Monday, March 26, 2007

snooping ladies

I read on the funky ghetto hijabi's blog that there’s this list of Africa’s 100 Best Books of the 20th century. It was cool to check it out and find that my taste in literature can’t be all bad if most of the African writers I’ve read (although not a lot) are actually on there.

It’s interesting to come across this now, though, cos I’m currently reading The No. 1 Ladies’ Detective Agency by Alexander McCall Smith. It’s pretty light reading, with fairly simple language and a narrative that’s paced like linked short stories, which is great for a tired mind on the train ride home. But it’s becoming a rather problematic read.

The basic premise, easily guessed from the title, is that this is the story of Precious Ramotswe, a woman in Botswana who decides to open up her own detective agency – the first of its kind in the country. This seemed interesting enough to me, and I’d glanced over a Sunday Times interview with the author who was recently in town to promote his new book, so picked it up when I saw it going for $4.50 at a garage sale a few weekends ago.

One of the problems I am having is that the language just seems a little too simplistic. It’s obvious the guy can write, but his writing style makes it seem as if he is trying to “dumb down” his language. This may be because the book is meant to be ‘young adult fiction’, but a quick Internet search tells me that it’s not marketed to that specific reader demographic. Is he trying to mimic the way people in Botswana talk, if they even speak to one another in English? I say mimic because, in case it wasn’t already obvious, Alexander McCall Smith is a white guy – an older, Scottish medical law and ethics academic who was born and grew up in Rhodesia/Zimbabwe to be exact.

And therein lies my other major discomfort with the book. What is it about white guys writing colonized women? (Think Memoirs of a Geisha.)

Smith’s heart seems to be in the right place – he says he wants to write positive stories about Africa, he wants Africa to be known not just for AIDS and poverty and blood diamonds, he wants to tell feel-good stories because isn’t the world full of so many terribly depressing things already that we need some happy thoughts in our lives. His well-meaning intentions just aren’t enough though. Wasn’t the entire European colonial project propped up by an ideology of well-meaning intentions?

Where is Smith’s cultural knowledge of the ‘good side of Africa’ coming from? His portrayal of middle class, working class and peasant Africans will necessarily be a portrayal as seen through the eyes of an upper class English-educated white man living in Zimbabwe. He cannot simply erase his identity and ignore his position in the race-class-gender hierarchy in Southern Africa. For instance, I remember reading in the Sunday Times interview that Smith chose to set the story in Botswana rather than his home of Zimbabwe because Botswana is an economically stable country with decent infrastructure and no military conflict. As an upper class descendant of colonizers, I am sure Smith would much prefer if the locals did not fight for autonomy and simply integrated quietly into the global capitalist economy. Funny how Smith never mentions that the single largest foreign contributor to the Botswana army is the United States, or that HIV/AIDS is a major healthcare crisis in Botswana, and although he describes the difficulties of working in a diamond mine (Precious Ramotswe’s father worked as a diamond miner), he never takes the mining companies to task for the exploitation of their workers and the land.

It just seems as if it’s a lot easier to look at the good in the world when you’re not intimately affected by the bad. The book’s attempt at humanizing Southern Africans only results in objectifying them further, in this cynic’s view.

* How to complete this task: Please update the blog post from "Monday, March 26, 2007" to "actually on there.", changing "snooping ladies" to "nosy ladies".

* Record excerpts:
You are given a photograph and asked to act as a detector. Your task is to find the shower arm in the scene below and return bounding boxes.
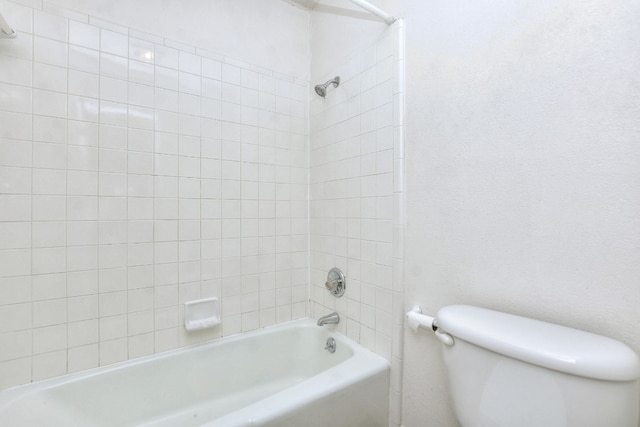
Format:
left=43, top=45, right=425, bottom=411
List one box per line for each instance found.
left=349, top=0, right=398, bottom=25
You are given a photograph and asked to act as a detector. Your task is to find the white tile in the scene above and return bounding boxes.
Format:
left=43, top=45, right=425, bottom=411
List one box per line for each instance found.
left=100, top=52, right=129, bottom=80
left=33, top=142, right=67, bottom=169
left=33, top=324, right=67, bottom=354
left=32, top=169, right=67, bottom=195
left=128, top=82, right=154, bottom=108
left=67, top=221, right=98, bottom=246
left=178, top=71, right=202, bottom=95
left=2, top=2, right=34, bottom=33
left=100, top=77, right=127, bottom=103
left=33, top=10, right=68, bottom=42
left=33, top=89, right=67, bottom=118
left=129, top=60, right=155, bottom=86
left=129, top=37, right=155, bottom=64
left=202, top=58, right=222, bottom=80
left=0, top=166, right=31, bottom=194
left=69, top=95, right=99, bottom=123
left=0, top=83, right=31, bottom=113
left=0, top=111, right=33, bottom=140
left=67, top=145, right=98, bottom=170
left=0, top=56, right=33, bottom=86
left=33, top=62, right=68, bottom=92
left=155, top=46, right=180, bottom=70
left=100, top=28, right=129, bottom=58
left=31, top=247, right=67, bottom=274
left=33, top=36, right=68, bottom=67
left=69, top=19, right=100, bottom=50
left=69, top=45, right=100, bottom=74
left=179, top=51, right=201, bottom=76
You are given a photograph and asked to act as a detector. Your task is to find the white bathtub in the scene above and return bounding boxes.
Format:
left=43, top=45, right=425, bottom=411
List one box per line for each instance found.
left=0, top=319, right=389, bottom=427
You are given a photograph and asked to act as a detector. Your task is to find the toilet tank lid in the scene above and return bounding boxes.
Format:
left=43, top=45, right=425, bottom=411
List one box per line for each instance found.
left=437, top=305, right=640, bottom=381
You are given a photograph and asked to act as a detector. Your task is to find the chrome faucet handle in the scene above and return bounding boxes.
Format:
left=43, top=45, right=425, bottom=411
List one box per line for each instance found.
left=324, top=279, right=340, bottom=292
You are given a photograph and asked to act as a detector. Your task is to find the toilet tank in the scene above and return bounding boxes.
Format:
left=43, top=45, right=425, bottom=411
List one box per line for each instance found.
left=437, top=305, right=640, bottom=427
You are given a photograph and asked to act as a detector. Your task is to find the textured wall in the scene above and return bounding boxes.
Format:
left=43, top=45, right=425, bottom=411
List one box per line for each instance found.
left=403, top=0, right=640, bottom=427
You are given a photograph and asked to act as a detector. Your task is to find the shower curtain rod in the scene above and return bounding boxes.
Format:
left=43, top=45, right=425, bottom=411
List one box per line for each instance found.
left=0, top=13, right=16, bottom=39
left=349, top=0, right=398, bottom=25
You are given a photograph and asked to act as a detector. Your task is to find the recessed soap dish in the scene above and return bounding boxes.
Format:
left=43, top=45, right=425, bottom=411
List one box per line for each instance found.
left=184, top=297, right=222, bottom=331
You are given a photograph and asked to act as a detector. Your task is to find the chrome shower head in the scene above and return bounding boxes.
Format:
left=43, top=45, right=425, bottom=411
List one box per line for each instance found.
left=315, top=76, right=340, bottom=98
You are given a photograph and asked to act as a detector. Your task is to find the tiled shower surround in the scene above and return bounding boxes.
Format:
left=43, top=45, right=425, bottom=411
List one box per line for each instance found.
left=0, top=0, right=404, bottom=414
left=0, top=1, right=309, bottom=388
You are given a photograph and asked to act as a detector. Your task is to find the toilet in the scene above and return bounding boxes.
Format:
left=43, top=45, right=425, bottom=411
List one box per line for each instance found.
left=436, top=305, right=640, bottom=427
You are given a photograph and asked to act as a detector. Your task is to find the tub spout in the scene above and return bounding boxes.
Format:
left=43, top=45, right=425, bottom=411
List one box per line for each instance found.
left=318, top=312, right=340, bottom=326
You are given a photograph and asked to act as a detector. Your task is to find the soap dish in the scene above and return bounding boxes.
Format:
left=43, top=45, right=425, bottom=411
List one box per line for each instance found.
left=184, top=297, right=221, bottom=331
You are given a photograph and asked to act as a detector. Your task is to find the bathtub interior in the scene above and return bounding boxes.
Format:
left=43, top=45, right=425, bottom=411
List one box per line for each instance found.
left=0, top=321, right=384, bottom=426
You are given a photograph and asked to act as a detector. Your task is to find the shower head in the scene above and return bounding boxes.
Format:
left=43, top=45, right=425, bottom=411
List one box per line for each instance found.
left=315, top=76, right=340, bottom=98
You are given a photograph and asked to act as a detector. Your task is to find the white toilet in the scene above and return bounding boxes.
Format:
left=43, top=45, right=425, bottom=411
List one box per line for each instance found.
left=437, top=305, right=640, bottom=427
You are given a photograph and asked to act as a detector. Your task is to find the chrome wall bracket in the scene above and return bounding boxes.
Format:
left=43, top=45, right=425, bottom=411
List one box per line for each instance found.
left=324, top=268, right=347, bottom=297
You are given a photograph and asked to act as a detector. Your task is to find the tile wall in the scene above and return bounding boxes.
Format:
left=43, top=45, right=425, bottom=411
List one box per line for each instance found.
left=310, top=20, right=404, bottom=425
left=0, top=1, right=310, bottom=388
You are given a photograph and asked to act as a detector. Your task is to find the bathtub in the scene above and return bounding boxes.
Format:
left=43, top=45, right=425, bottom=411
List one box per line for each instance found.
left=0, top=319, right=389, bottom=427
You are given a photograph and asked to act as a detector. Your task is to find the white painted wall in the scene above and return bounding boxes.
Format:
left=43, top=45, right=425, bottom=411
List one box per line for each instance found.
left=402, top=0, right=640, bottom=427
left=43, top=0, right=309, bottom=79
left=0, top=1, right=309, bottom=389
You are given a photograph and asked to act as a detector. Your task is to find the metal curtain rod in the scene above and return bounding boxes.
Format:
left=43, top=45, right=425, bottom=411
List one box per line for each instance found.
left=349, top=0, right=398, bottom=25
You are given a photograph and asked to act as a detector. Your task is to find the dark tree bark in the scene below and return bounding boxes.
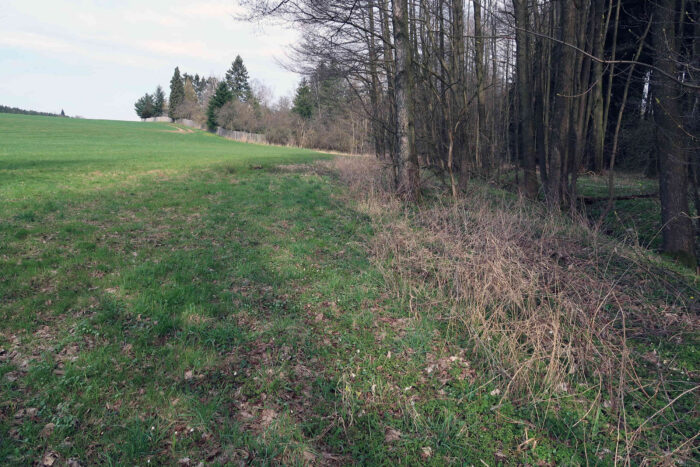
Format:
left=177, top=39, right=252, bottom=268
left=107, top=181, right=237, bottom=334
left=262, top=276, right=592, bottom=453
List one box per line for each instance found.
left=513, top=0, right=539, bottom=198
left=652, top=0, right=697, bottom=268
left=652, top=0, right=697, bottom=268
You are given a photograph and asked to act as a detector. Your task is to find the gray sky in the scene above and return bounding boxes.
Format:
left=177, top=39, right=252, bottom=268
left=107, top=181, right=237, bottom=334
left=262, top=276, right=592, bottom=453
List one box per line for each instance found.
left=0, top=0, right=298, bottom=120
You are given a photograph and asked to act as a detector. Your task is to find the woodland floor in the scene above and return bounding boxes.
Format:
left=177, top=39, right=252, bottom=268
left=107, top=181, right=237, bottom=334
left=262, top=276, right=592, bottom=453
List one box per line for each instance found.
left=0, top=114, right=700, bottom=465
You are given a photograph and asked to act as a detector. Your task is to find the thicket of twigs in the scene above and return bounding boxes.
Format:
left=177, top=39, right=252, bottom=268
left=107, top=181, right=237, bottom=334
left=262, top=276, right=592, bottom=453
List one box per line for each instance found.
left=329, top=157, right=700, bottom=463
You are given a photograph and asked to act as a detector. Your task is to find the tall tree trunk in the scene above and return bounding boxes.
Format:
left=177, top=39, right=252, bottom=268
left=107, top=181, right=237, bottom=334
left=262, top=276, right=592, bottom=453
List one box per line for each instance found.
left=379, top=0, right=399, bottom=188
left=652, top=0, right=697, bottom=269
left=446, top=0, right=472, bottom=183
left=472, top=0, right=486, bottom=174
left=513, top=0, right=538, bottom=198
left=547, top=0, right=576, bottom=206
left=592, top=0, right=608, bottom=172
left=393, top=0, right=420, bottom=201
left=367, top=0, right=384, bottom=159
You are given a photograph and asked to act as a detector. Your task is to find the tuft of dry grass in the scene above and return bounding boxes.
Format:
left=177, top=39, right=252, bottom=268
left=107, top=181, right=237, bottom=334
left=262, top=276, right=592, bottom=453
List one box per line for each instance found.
left=320, top=157, right=700, bottom=462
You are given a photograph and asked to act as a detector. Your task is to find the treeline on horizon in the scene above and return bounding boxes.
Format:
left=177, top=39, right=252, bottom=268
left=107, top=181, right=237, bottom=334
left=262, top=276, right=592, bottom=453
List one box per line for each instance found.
left=0, top=105, right=66, bottom=117
left=242, top=0, right=700, bottom=269
left=134, top=56, right=371, bottom=153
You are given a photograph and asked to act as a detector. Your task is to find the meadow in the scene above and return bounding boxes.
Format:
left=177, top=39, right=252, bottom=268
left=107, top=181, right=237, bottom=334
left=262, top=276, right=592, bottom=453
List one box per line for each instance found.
left=0, top=114, right=700, bottom=465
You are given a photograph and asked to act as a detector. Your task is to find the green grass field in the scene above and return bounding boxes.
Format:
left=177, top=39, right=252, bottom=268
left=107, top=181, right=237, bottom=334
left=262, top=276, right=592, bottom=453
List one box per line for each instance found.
left=0, top=114, right=697, bottom=465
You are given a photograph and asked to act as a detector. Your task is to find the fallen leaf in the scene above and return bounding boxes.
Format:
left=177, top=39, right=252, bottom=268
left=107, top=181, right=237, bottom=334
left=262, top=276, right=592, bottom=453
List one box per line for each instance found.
left=260, top=409, right=277, bottom=425
left=40, top=423, right=56, bottom=438
left=41, top=451, right=58, bottom=467
left=384, top=428, right=401, bottom=443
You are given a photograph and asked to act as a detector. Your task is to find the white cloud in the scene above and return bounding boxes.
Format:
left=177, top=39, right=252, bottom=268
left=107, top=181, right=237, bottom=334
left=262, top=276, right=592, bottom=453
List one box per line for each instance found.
left=0, top=0, right=298, bottom=119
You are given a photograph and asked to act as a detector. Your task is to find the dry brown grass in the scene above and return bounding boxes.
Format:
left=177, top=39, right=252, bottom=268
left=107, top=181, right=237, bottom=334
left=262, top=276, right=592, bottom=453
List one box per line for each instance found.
left=323, top=157, right=700, bottom=461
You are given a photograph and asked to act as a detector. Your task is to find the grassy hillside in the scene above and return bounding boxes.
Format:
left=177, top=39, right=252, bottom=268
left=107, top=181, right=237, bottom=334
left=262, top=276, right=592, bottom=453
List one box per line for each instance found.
left=0, top=115, right=700, bottom=465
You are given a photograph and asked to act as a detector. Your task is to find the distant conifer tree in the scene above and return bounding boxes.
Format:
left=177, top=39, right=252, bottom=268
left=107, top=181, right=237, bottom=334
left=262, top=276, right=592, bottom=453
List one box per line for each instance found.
left=168, top=67, right=185, bottom=118
left=134, top=94, right=155, bottom=118
left=153, top=86, right=165, bottom=117
left=292, top=78, right=314, bottom=120
left=226, top=55, right=251, bottom=102
left=207, top=81, right=233, bottom=130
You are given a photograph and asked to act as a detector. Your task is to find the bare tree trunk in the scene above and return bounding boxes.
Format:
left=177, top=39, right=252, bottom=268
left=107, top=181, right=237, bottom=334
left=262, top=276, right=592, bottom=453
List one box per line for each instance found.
left=547, top=0, right=576, bottom=206
left=367, top=0, right=384, bottom=159
left=379, top=0, right=399, bottom=188
left=652, top=0, right=697, bottom=269
left=472, top=0, right=486, bottom=174
left=393, top=0, right=420, bottom=201
left=592, top=0, right=608, bottom=172
left=513, top=0, right=539, bottom=198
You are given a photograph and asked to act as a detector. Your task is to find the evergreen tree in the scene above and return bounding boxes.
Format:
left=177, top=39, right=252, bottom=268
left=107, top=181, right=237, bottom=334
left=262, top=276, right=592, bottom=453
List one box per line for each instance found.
left=168, top=67, right=185, bottom=118
left=207, top=81, right=233, bottom=130
left=153, top=86, right=165, bottom=117
left=292, top=78, right=314, bottom=120
left=134, top=94, right=155, bottom=118
left=226, top=55, right=251, bottom=102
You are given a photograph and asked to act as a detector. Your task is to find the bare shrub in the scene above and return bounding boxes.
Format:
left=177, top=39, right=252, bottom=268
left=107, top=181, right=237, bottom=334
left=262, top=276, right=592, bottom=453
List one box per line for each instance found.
left=326, top=157, right=699, bottom=459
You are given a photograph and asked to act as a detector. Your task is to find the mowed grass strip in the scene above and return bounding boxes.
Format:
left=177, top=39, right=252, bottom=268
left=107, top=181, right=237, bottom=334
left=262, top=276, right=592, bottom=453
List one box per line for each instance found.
left=0, top=114, right=680, bottom=465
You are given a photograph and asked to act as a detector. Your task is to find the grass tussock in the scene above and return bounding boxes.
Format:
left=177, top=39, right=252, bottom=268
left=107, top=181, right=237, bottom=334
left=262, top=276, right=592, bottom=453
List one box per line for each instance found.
left=322, top=157, right=699, bottom=463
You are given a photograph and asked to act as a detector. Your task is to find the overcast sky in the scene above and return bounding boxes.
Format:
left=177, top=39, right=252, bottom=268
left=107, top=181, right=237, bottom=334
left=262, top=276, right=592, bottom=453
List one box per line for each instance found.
left=0, top=0, right=298, bottom=120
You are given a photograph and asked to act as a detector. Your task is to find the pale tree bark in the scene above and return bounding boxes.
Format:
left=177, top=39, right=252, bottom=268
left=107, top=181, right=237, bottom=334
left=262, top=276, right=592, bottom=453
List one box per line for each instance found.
left=472, top=0, right=486, bottom=174
left=513, top=0, right=538, bottom=198
left=547, top=0, right=576, bottom=206
left=392, top=0, right=420, bottom=201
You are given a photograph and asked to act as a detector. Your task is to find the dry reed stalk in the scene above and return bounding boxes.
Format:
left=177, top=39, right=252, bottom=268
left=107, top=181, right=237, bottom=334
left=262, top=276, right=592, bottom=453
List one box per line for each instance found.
left=321, top=157, right=700, bottom=461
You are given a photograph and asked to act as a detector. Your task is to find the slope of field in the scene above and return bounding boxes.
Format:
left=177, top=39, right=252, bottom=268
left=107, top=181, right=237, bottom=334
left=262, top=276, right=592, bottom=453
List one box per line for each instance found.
left=0, top=115, right=700, bottom=465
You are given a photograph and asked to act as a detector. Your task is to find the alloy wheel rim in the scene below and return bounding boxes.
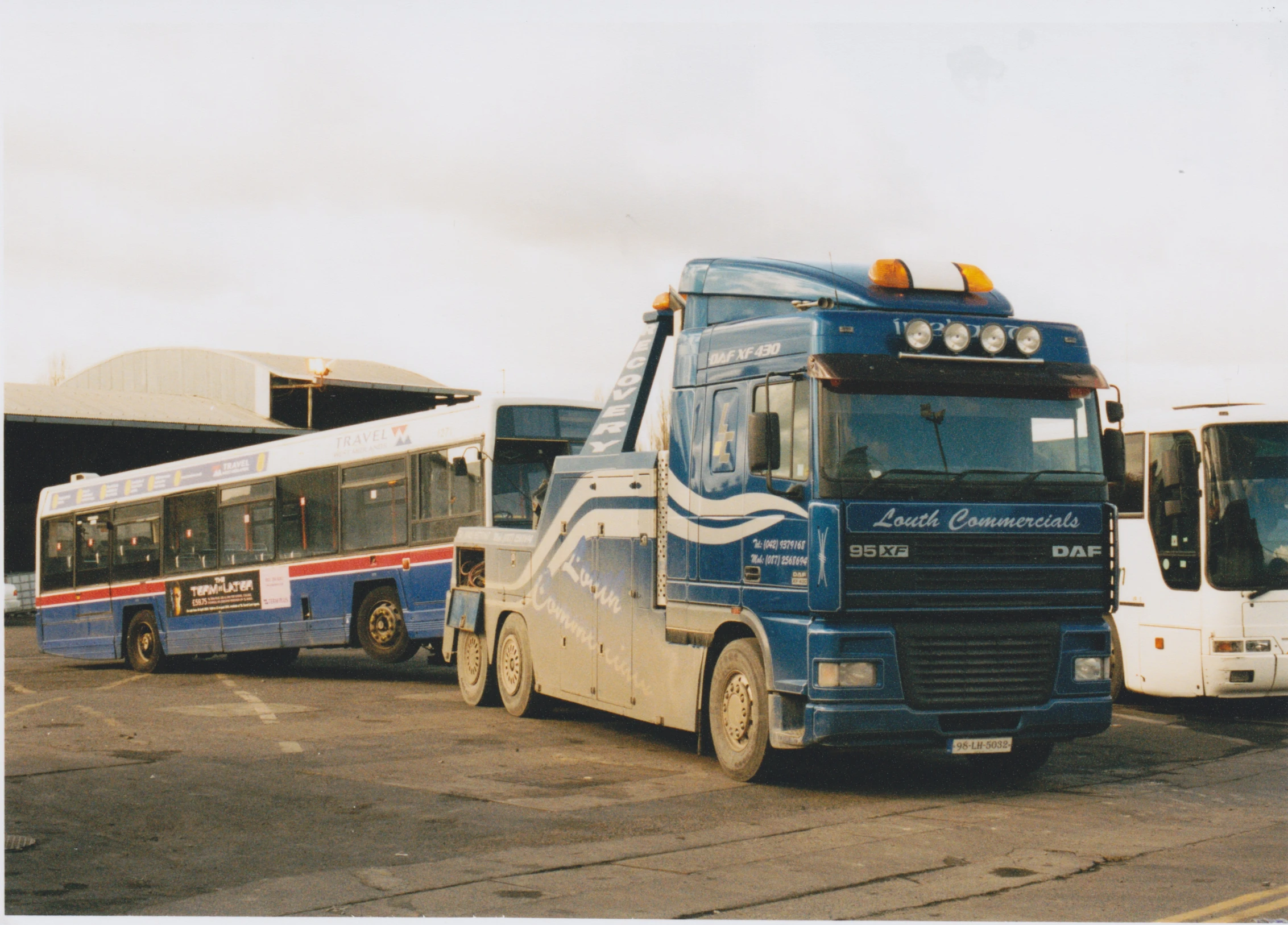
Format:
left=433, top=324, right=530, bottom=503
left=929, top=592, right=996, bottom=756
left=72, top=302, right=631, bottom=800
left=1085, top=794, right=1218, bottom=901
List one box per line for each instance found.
left=501, top=636, right=523, bottom=697
left=367, top=603, right=398, bottom=645
left=720, top=671, right=755, bottom=751
left=461, top=634, right=483, bottom=683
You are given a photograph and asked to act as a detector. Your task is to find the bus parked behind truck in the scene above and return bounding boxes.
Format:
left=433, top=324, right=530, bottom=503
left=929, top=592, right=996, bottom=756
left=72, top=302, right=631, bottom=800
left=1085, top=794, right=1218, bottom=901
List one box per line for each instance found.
left=36, top=398, right=598, bottom=671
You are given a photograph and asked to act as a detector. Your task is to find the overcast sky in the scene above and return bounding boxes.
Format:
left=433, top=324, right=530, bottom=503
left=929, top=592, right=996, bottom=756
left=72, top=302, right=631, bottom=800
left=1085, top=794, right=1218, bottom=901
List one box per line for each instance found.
left=0, top=1, right=1288, bottom=410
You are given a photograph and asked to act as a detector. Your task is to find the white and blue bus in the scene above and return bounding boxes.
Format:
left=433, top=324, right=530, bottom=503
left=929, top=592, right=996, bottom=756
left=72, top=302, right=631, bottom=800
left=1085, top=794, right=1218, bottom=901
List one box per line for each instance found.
left=36, top=398, right=599, bottom=671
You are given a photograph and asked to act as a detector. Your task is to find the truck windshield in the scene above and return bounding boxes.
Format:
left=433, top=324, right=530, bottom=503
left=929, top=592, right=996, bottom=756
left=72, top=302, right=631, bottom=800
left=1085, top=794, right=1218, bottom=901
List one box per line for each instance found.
left=819, top=384, right=1105, bottom=500
left=1203, top=422, right=1288, bottom=590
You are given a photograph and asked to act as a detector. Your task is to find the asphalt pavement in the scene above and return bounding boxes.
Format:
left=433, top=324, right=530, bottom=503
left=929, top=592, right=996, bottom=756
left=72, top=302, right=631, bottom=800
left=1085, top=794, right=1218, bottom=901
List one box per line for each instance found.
left=5, top=626, right=1288, bottom=921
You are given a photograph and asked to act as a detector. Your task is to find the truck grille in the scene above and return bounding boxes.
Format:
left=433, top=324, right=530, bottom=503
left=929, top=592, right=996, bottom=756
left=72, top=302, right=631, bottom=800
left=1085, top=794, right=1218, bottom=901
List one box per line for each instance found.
left=895, top=621, right=1060, bottom=710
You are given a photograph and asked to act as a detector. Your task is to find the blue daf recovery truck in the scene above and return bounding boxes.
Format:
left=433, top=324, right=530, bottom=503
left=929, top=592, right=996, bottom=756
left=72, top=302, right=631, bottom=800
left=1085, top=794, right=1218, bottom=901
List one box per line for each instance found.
left=444, top=259, right=1122, bottom=779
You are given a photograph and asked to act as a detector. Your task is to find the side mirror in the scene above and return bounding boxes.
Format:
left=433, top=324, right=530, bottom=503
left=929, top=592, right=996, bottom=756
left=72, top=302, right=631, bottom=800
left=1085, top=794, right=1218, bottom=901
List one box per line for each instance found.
left=747, top=411, right=781, bottom=471
left=1100, top=430, right=1127, bottom=484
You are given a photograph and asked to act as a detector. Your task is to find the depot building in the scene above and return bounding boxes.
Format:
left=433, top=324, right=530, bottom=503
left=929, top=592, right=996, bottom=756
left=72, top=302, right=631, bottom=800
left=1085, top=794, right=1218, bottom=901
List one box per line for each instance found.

* Solution to the problem:
Monday, March 26, 2007

nosy ladies

I read on the funky ghetto hijabi's blog that there’s this list of Africa’s 100 Best Books of the 20th century. It was cool to check it out and find that my taste in literature can’t be all bad if most of the African writers I’ve read (although not a lot) are actually on there.